Trecho do documento
Momento de ternura. Isabela
é uma criança muito linda e feliz. O vovô
coruja não sabia, na loja de conveniência, o
que fazer para agradar mais a netinha! Nós vovôs
somos assim mesmo, derretemos. É somente olhar para
o Sr. Jair e ver a cara de deslumbramento e satisfação.
A linda moça da fotografia é a Natália,
prima da Daniela.
Não atrasamos muito para sairmos,
desta vez! Logo todos ficamos prontos e partimos, rumo ao
norte.
Primeira fotografia da trilha logo depois
da subida do Claro, a uns 5Km da estrada de Delfinópolis.
Aí estamos subindo para a trilha do Céu. Estava
com muita saudade destes lugares. Infindáveis serras,
subidas se perdendo em curvas íngremes, a poeira do
caminho traduzindo séculos, de rodas de carroções
e cascos que por ali passaram, em um caminhar lento de dias
e dias de marcha.

Seção de dados
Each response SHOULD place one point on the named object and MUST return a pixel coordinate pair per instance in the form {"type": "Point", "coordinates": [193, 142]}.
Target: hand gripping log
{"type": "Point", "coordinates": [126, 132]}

Pedido escrito A
No relato da viagem, reescreva o trecho entre "Primeira fotografia da" e "dias de marcha.", inclusive, trocando "poeira" por "terra".
Pedido escrito B
Segundo o relato da viagem, a que distância da estrada de Delfinópolis foi tirada a primeira fotografia da trilha?
Pedido escrito C
Leve adiante o relato da viagem a partir da última frase, por favor.
Os dados não têm relação alguma com o relato da viagem.

Resposta A
Primeira fotografia da trilha logo depois
da subida do Claro, a uns 5Km da estrada de Delfinópolis.
Aí estamos subindo para a trilha do Céu. Estava
com muita saudade destes lugares. Infindáveis serras,
subidas se perdendo em curvas íngremes, a terra do
caminho traduzindo séculos, de rodas de carroções
e cascos que por ali passaram, em um caminhar lento de dias
e dias de marcha.

Resposta B
A uns 5Km da estrada de Delfinópolis.

Resposta C
A vegetação, de pequenas árvores retorcidas,
de casca grossa e folhas enceradas. A arnica, o barba-timão,
a fruta do lobo e o capim tipo barba-de-bode, isso são
os chapadões da região.
Primeiro parte as subida da Serra
Preta. Mostrando um lindo vale entre a Serra Preta e a baixada
que termina na Represa de Peixoto. Ao longe podemos ver a
trilha por onde nós passamos, um lugar maravilhoso
para se fazer trilhas e admirar paisagens exóticas.
Ponte depois da Fazenda onde passamos um
riacho, logo a frente começa a subida propriamente
dita da Trilha do Céu. O Rio Bateinha começa
aparecer a direita desta subida?
Início da trilha do
Céu, o lugar onde o Marcelo subiu de moto por esta
trilha que sai aí pela esquerda e nos encontrou lá
em cima na frente? É uma trilha própria para
ser subida por cabritos com ferradura e loucos de moto.
Parte já alta da trilha do Céu,
no vale formado pelo famoso Rio Bateia, no funda a Serra Preta.
É uma região maravilhosa, e sempre que passamos
nesta trilha paramos aí para fotos e confraternizações.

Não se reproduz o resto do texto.